═════ Exercise inputs

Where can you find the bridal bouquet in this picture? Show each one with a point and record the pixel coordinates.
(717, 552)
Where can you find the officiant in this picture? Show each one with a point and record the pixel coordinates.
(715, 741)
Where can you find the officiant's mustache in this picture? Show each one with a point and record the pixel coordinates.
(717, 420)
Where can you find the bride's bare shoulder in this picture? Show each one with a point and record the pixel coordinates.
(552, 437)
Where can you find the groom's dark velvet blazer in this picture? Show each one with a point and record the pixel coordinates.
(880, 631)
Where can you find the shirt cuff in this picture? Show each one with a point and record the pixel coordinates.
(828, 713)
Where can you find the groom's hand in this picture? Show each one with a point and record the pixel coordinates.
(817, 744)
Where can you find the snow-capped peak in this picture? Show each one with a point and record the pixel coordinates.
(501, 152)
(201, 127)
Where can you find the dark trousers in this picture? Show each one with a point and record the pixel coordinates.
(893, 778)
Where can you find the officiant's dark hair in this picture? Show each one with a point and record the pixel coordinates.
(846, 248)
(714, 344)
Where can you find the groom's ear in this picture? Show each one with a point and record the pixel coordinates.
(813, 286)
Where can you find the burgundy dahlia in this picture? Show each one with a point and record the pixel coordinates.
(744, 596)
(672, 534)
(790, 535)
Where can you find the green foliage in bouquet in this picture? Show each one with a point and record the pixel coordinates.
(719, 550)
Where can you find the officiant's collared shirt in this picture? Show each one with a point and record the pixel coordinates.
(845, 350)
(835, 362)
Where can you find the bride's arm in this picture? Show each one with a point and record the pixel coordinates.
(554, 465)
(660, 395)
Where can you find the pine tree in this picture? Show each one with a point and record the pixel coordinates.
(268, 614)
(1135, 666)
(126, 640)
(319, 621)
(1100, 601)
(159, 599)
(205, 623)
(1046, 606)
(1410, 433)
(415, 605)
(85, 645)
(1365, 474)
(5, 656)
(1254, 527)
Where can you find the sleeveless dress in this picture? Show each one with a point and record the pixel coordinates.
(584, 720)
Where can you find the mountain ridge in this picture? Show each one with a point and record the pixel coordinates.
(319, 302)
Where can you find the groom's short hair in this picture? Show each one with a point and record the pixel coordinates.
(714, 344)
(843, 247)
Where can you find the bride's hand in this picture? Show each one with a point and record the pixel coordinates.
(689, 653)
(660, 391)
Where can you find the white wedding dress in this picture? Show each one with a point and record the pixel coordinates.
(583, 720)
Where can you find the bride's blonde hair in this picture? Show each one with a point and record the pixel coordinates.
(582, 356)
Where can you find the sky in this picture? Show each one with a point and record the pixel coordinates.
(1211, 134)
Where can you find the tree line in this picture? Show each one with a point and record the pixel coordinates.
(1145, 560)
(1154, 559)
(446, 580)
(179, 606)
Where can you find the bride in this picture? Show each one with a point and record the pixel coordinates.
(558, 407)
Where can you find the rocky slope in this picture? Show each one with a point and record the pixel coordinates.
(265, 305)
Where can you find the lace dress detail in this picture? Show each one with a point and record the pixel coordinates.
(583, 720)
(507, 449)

══════════

**About this task**. Nothing should appear in the answer except the lines from the one with "Where can you find the groom's short" through the final line of the records, written exactly.

**Answer to this exercise**.
Where can you find the groom's short hair in this picture? Show each one with a point and record the pixel coordinates.
(714, 344)
(843, 247)
Where can you find the bride's hand in this picture? Show each one with a point and record the pixel coordinates.
(689, 653)
(660, 391)
Where can you find the white wedding dress in this picture? Show each one with a point and record the pixel coordinates.
(583, 720)
Where can you find the bride's blonde hair in this picture? Show each one with a point and record the pixel coordinates.
(582, 356)
Where can you find the sky in this picture? Show each one with a point and record the pixel coordinates.
(1211, 134)
Where can you find the tree line in this picture? Show each one with a point and record the pixel coordinates.
(1145, 560)
(1154, 559)
(446, 580)
(179, 606)
Where can you find the bride in this picture? Show each one with a point and record the pixel coordinates.
(558, 407)
Where can you find the rocky slope in this picture? Show each one with a point and record the pixel coordinates.
(265, 305)
Where can you find the lace dress detail in this picture? Show each one with a point and record the pixel coordinates.
(583, 720)
(507, 449)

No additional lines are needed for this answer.